DOCUMENT PASSAGE =
------------------------------------------------------------
Recipients and effects of aid on electricity access

Between 2002 and 2016, the total figure of US$4128 million in commitments to energy activities in SIDS is heavily skewed by large amounts to a few recipients. The top four recipient countries—Dominican Republic, Mauritius, Haiti and Cabo Verde—account for about half of the total commitments during the period of the analysis, and almost half of this was concentrated in the Dominican Republic.

Figure 5 breaks down energy aid by region. The Caribbean, which has most countries and the largest population, received the greatest share by volume. The figure also breaks down this support according to the sub-sector targeted (using CRS Purpose Codes). As mentioned, the ‘energy policy’ code is used misleadingly by reporters to the CRS; the large chunk coded as energy policy in the Caribbean includes activities relating to generation, energy efficiency, capacity building, and policy and administrative support.
Fig. 5
Fig. 5

Energy finance to each SIDS region from 2002 to 2016 inclusive

The figure also shows per capita commitments to each region, which we calculate using population data from the World Bank for 2016.5 On this score, African and Indian Ocean SIDS have on average received by far the largest commitments (US$203 k per capita over 15 years) compared with the Pacific (US$85 k per capita) and Caribbean (US$52 k per capita).

However, average per capita commitments at a regional level are distorted by commitments to their most populous countries. Therefore, in Fig. 6, we show per capita energy aid for each SIDS country. The difference between the highest and lowest amounts spans four orders of magnitude. Nine of the ten highest recipients are actually Pacific islands, while the Pacific regional average is lowered by the fact its most populous countries, Papua New Guinea and Fiji, are at the lower end of the spectrum.
Fig. 6
Fig. 6

Per capita energy aid to SIDS from 2002 to 2016 inclusive

Figure 6 also distinguishes (by colour) those SIDS that are, as of March 2018, classified as LDCs. With the exception of Tuvalu at the upper end of the spectrum, the other LDCs are around the middle of the per capita range, meaning the LDCs have not received more funding per capita than the other SIDS.

Figure 7 pairs energy aid commitments with country-level electricity access statistics from the World Bank’s Open Data platform. Average electricity access rates in each country over the period 2002 to 2016 are shown in percentiles, by colour. Overall, SIDS with the lowest electricity access rates are not receiving more energy-related aid than other SIDS. The two countries with the lowest electricity access rates, Guinea Bissau and Papua New Guinea, are towards the upper end of the spectrum in total energy aid commitments, but both are at the lower end in commitments per capita (Fig. 6). Of the other four countries which have electricity access rates below 50%, only Haiti is among the highest energy aid recipients in total amounts, but again, Haiti’s per capita figure is at the lower end of the spectrum. Timor Leste, Solomon Islands and Vanuatu are on the lower side of the spectrum in terms of total commitments for energy, and Timor Leste is also low on the per capita spectrum.
Fig. 7
Fig. 7

Total energy aid commitments 2002–2016 compared with changes in electricity access rates for each SIDS (upper y-axis) and with average electricity access rates between 2002 and 2016 (indicated by colour)
------------------------------------------------------------
GIVEN MATERIAL =
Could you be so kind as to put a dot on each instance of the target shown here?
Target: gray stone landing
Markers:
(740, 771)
------------------------------------------------------------
GOAL 1 =
According to the passage on energy aid to SIDS, which four recipient countries account for about half of the total energy commitments?
GOAL 2 =
Pick up the passage on energy aid to SIDS after its last sentence and continue writing it.

RIGHT ANSWER 1 =
Dominican Republic, Mauritius, Haiti and Cabo Verde.

RIGHT ANSWER 2 =
The data suggests some countries with relatively low electricity access rates have achieved gains since 2002. In Fig. 7, changes in electricity access rates over the period 2002 to 2016 are plotted against the upper y-axis. Timor Leste, the Solomon Islands, Cabo Verde and Comoros have achieved the most significant improvements, increasing coverage to an additional 30–40% of the population over the last 15 years. These gains were achieved despite these countries being towards the lower end of the spectrum for receiving energy aid on a per capita basis (and with the exception of Cabo Verde, also in total commitments). Kiribati and Vanuatu too have improved electricity access by over 25% during the period. The Dominican Republic—which received more than double the commitments of the next highest recipient in our analysis—achieved for the first time in 2016 an electricity access rate of 100%, having improved from 89% in 2002.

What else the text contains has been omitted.